— Exercise prompt —
Update the lines starting with the line with "[locate] carved stone column" and going on through the line with "<point>588,168</point>" by replacing "carved stone column" with "stone pillar". Write those lines out again with everything else unchanged.
[BEGIN Records to process]
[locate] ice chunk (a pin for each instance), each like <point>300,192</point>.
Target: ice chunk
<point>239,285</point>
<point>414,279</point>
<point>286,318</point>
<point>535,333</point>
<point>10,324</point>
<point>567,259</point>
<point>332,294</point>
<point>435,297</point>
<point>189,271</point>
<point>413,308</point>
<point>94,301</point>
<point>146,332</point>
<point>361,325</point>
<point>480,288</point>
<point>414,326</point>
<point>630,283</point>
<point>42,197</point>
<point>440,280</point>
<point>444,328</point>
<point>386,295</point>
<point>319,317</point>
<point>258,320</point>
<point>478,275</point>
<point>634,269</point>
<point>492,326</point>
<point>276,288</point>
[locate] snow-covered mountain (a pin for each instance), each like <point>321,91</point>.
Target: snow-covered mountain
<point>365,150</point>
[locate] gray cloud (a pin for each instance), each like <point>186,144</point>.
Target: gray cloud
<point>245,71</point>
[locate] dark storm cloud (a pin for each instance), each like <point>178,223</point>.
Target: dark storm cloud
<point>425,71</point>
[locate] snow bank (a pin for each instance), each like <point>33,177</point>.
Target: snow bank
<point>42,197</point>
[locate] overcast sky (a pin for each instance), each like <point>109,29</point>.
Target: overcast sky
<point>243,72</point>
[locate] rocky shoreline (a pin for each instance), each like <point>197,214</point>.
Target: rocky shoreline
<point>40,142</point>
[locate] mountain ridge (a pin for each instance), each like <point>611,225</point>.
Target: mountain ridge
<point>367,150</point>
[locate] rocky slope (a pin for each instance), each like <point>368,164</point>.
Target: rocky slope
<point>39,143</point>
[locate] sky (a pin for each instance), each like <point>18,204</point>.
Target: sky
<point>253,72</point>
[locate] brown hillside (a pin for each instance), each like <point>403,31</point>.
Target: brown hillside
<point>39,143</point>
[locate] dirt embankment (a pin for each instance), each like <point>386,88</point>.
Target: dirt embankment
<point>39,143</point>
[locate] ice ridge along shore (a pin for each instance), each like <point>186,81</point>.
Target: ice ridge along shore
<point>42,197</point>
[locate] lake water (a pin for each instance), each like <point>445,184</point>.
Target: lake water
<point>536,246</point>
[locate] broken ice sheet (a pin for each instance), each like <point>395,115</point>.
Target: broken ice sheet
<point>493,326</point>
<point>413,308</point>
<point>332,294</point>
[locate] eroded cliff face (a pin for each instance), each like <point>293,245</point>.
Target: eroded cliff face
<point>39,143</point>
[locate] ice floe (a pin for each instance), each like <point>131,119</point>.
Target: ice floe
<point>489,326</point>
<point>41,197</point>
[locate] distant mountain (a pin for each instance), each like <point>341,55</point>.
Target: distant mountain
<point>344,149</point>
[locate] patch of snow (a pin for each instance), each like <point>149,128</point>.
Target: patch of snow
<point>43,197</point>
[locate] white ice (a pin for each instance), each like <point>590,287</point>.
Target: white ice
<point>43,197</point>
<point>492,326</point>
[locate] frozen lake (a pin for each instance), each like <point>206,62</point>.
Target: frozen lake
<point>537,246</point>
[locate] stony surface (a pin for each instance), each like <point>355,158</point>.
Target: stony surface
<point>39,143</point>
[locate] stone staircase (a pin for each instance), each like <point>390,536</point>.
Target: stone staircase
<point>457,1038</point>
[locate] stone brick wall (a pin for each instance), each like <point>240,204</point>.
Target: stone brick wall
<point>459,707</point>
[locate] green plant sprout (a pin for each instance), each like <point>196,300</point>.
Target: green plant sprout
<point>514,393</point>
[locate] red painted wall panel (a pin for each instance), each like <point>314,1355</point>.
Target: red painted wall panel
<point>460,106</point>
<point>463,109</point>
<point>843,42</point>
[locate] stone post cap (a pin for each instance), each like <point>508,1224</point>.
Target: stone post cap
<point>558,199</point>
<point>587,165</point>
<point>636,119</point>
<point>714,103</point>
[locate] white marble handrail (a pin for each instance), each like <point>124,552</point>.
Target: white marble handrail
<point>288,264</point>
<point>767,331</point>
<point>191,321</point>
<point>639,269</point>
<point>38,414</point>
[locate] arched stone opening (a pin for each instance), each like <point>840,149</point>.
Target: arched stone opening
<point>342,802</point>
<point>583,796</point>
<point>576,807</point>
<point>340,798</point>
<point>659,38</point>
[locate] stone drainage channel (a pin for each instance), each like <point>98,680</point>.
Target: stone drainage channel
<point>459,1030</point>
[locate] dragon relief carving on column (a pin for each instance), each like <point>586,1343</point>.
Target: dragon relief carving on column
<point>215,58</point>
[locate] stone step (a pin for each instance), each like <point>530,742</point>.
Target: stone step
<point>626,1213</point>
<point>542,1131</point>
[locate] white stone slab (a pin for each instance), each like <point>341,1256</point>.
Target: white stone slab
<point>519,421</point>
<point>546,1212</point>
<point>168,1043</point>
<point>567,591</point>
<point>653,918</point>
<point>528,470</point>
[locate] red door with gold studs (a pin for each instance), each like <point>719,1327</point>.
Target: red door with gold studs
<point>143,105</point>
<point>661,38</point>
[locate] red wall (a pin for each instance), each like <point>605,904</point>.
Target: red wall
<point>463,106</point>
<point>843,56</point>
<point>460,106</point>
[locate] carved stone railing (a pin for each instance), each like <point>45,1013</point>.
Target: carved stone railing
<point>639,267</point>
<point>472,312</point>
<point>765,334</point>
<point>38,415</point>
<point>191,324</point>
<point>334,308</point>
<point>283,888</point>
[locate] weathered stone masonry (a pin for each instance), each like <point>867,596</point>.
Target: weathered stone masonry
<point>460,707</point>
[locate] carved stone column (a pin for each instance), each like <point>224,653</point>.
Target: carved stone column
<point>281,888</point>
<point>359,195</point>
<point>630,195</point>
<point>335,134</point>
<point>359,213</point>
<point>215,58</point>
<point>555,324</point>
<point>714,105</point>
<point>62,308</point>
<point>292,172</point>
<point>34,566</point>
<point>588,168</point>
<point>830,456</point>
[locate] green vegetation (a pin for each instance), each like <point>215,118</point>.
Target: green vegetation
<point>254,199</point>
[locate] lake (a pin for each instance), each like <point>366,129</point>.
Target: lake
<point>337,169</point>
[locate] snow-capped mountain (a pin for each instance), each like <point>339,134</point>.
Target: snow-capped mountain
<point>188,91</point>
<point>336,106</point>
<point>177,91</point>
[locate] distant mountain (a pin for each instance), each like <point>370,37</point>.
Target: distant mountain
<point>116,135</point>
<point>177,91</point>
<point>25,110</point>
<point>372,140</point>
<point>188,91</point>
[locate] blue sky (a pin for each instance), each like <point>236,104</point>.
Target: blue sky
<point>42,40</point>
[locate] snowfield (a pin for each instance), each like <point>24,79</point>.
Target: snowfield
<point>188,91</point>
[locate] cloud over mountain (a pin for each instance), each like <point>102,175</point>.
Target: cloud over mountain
[END Records to process]
— Task output —
[locate] stone pillar (a pin for each instance), each like <point>224,653</point>.
Target: stone pillar
<point>281,888</point>
<point>359,195</point>
<point>630,195</point>
<point>335,134</point>
<point>359,213</point>
<point>215,58</point>
<point>555,324</point>
<point>714,105</point>
<point>62,308</point>
<point>292,172</point>
<point>34,566</point>
<point>588,168</point>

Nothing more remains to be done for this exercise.